# Atlantic conveyor/Hms Sheffield



## herky (Sep 24, 2012)

My latest card model arrive to day for me to start on.Its a 1;400 scale model of Atlantic Conveyor with Hms Sheffield. 
20 pages of instructions in german,polish and english with diagrams
9 pages on parts including two versions container ship and provisional aircraft carrier.
also has parts for airwing including harriers,sea harriers,chinooks,wessex and lynx
gonna be a hard build at this scale.will post some photos as i go.this model is from publishers J.S.C in poland(==D)


----------



## herky (Sep 24, 2012)

*atlantic conveyor*

just a quick shot of progress so far.this pre falklands version although model contains sheets for both


----------



## Nova Scotian (Jul 2, 2006)

*Atlantic Conveyor Model*



herky said:


> just a quick shot of progress so far.this pre falklands version although model contains sheets for both


Does the pre-Falklands version identify a full load of containers both forward and aft of the accommodations? I think I would be really interested if this were the case. Good luck with the build.

__Short problem__.
Rewrite the stretch from "My latest card" through "J.S.C in poland(==D)" in the Atlantic Conveyor thread, changing "diagrams" to "drawings".

__Extracted entries__.
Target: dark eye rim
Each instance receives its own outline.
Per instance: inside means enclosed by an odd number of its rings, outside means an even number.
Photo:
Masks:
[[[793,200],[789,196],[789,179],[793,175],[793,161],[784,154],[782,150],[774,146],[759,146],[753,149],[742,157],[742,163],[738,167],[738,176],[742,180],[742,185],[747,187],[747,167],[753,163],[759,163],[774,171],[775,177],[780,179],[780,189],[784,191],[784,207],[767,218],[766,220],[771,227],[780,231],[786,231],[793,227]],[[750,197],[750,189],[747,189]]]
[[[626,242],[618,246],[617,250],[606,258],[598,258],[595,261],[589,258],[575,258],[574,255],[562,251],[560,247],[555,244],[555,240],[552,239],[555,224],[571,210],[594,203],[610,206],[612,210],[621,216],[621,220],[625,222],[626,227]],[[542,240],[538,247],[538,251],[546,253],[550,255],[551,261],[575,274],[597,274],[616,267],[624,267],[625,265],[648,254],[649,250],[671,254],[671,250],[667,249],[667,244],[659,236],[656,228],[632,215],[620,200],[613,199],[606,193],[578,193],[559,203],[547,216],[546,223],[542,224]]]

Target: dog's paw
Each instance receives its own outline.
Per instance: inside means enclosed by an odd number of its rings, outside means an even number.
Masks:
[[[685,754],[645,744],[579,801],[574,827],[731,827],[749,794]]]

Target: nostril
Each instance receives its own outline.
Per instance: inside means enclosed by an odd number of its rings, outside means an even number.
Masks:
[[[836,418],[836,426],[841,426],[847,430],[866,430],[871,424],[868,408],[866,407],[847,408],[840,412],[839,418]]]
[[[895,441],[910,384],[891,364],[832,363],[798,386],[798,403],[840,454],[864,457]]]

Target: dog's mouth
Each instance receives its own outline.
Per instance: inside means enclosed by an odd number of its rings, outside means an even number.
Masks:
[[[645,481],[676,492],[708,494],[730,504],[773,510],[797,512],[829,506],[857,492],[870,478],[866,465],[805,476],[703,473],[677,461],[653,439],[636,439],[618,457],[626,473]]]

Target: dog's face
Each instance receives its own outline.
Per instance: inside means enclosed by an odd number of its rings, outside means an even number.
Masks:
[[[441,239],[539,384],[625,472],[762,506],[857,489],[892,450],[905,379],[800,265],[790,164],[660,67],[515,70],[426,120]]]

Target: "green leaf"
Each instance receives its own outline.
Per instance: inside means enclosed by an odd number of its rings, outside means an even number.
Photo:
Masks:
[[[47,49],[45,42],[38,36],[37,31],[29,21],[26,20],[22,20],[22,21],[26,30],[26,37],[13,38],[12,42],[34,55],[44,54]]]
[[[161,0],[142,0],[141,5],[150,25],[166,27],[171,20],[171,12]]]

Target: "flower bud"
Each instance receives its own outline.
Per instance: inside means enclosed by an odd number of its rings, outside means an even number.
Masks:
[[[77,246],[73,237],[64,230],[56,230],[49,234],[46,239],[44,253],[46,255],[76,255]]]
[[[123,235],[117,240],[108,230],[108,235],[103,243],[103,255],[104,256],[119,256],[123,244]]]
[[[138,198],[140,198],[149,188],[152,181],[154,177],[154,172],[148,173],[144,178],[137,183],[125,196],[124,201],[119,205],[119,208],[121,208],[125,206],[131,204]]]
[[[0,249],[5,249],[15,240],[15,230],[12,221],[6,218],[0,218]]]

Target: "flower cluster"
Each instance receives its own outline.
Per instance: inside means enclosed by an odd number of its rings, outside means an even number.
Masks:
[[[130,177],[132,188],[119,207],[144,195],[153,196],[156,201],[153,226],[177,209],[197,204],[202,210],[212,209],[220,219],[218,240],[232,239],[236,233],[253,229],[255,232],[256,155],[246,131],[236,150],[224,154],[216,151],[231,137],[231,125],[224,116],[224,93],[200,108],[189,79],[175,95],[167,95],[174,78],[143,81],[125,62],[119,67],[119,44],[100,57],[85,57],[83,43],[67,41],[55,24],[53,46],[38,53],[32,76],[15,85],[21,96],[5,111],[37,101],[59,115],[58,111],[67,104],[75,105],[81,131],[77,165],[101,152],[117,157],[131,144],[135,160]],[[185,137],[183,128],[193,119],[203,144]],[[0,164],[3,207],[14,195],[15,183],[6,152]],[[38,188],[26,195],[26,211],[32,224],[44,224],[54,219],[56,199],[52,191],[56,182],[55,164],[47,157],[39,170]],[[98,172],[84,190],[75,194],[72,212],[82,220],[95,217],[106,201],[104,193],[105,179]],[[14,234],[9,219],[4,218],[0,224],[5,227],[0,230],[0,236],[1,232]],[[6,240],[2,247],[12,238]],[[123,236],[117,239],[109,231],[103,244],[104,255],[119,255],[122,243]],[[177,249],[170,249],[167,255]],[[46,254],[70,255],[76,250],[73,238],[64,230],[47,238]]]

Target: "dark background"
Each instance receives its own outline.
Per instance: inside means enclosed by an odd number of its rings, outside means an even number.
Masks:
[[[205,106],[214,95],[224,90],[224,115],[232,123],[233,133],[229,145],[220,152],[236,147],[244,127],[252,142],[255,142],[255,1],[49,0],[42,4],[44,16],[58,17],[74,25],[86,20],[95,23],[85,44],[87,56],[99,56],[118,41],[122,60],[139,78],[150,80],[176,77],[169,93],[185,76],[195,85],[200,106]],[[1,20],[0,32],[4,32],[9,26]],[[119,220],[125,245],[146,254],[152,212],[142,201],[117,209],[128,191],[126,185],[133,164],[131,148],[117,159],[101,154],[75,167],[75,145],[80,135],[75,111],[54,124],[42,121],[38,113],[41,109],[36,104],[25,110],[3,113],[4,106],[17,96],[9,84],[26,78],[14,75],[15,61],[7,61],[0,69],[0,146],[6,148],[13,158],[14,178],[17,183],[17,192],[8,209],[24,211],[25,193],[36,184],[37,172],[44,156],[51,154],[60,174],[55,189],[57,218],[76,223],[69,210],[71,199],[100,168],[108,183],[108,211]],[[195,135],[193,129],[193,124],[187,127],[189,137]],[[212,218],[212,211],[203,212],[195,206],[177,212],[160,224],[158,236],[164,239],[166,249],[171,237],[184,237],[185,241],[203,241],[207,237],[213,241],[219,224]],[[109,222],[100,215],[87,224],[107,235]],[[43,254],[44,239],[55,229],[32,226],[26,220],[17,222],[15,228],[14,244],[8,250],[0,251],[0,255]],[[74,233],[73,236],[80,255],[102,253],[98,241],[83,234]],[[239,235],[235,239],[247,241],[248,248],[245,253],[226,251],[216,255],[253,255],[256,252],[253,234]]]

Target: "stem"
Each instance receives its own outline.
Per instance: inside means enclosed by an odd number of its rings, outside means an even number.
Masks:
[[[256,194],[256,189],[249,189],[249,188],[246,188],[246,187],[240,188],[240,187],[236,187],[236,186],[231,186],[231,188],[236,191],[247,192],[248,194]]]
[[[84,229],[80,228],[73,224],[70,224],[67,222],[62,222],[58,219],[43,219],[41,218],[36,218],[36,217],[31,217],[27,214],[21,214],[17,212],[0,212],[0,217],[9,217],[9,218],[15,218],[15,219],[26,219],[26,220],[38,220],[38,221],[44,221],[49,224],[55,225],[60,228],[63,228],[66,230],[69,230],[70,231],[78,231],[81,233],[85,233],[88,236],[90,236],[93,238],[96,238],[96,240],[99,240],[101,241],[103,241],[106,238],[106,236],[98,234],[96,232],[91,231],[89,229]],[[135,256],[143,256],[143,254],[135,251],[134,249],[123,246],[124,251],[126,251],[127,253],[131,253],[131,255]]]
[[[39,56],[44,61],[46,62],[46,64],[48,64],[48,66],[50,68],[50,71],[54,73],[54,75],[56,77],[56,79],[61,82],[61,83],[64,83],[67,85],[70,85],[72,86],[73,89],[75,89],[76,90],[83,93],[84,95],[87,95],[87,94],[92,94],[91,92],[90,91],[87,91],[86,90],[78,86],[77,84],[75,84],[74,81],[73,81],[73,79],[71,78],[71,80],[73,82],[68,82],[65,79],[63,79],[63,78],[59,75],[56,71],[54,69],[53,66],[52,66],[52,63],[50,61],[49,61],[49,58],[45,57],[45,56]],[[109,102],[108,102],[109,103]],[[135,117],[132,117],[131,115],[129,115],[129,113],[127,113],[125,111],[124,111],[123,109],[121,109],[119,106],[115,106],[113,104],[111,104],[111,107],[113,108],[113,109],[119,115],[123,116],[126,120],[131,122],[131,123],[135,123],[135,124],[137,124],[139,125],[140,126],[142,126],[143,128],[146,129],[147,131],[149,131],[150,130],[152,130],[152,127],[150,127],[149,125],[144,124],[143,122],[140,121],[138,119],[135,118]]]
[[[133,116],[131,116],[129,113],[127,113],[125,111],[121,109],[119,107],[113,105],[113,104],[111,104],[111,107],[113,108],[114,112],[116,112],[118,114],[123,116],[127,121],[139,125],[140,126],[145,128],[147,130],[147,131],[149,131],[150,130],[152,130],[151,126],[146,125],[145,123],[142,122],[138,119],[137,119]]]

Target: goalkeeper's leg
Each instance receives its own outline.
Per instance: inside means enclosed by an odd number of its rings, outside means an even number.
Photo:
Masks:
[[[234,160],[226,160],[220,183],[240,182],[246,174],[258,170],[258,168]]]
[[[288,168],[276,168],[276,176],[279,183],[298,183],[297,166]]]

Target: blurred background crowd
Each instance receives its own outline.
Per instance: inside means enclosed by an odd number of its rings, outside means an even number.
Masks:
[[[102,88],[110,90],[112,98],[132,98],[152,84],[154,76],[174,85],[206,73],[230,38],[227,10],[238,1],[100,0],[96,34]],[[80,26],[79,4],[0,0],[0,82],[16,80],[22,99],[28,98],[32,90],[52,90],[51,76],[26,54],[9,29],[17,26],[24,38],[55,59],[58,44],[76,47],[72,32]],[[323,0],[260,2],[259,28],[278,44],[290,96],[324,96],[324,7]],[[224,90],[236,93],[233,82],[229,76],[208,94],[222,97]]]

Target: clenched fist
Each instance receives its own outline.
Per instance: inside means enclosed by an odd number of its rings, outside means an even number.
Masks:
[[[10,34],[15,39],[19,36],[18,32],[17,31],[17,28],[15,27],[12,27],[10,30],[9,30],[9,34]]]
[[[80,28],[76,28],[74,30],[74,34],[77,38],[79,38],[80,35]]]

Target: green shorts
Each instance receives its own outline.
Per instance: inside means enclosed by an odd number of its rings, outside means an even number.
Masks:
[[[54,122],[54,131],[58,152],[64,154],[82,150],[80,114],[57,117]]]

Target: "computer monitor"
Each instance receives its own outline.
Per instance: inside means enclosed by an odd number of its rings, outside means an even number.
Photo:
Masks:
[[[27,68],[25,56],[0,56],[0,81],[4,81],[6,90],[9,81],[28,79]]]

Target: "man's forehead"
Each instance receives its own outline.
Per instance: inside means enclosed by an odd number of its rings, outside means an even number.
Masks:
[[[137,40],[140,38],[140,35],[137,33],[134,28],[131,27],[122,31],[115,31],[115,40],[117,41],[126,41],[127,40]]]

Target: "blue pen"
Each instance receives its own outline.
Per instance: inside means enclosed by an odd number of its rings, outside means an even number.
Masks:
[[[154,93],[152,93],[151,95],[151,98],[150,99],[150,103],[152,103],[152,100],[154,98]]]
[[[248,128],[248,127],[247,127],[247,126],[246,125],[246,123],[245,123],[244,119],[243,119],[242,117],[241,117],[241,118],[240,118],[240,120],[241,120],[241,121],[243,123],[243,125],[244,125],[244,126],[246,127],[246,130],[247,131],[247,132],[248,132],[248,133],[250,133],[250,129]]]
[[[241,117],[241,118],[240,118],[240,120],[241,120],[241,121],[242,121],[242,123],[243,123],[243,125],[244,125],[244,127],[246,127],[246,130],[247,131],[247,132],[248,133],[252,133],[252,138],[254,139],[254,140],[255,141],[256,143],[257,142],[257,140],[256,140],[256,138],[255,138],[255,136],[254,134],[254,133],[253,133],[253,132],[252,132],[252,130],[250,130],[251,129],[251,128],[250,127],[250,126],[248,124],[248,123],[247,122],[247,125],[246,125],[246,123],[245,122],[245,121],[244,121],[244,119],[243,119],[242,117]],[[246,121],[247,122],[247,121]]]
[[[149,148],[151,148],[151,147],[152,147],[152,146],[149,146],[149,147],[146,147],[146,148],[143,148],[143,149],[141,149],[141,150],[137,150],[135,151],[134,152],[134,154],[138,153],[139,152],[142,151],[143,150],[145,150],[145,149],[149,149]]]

__In response__.
My latest card model arrive to day for me to start on.Its a 1;400 scale model of Atlantic Conveyor with Hms Sheffield. 
20 pages of instructions in german,polish and english with drawings
9 pages on parts including two versions container ship and provisional aircraft carrier.
also has parts for airwing including harriers,sea harriers,chinooks,wessex and lynx
gonna be a hard build at this scale.will post some photos as i go.this model is from publishers J.S.C in poland(==D)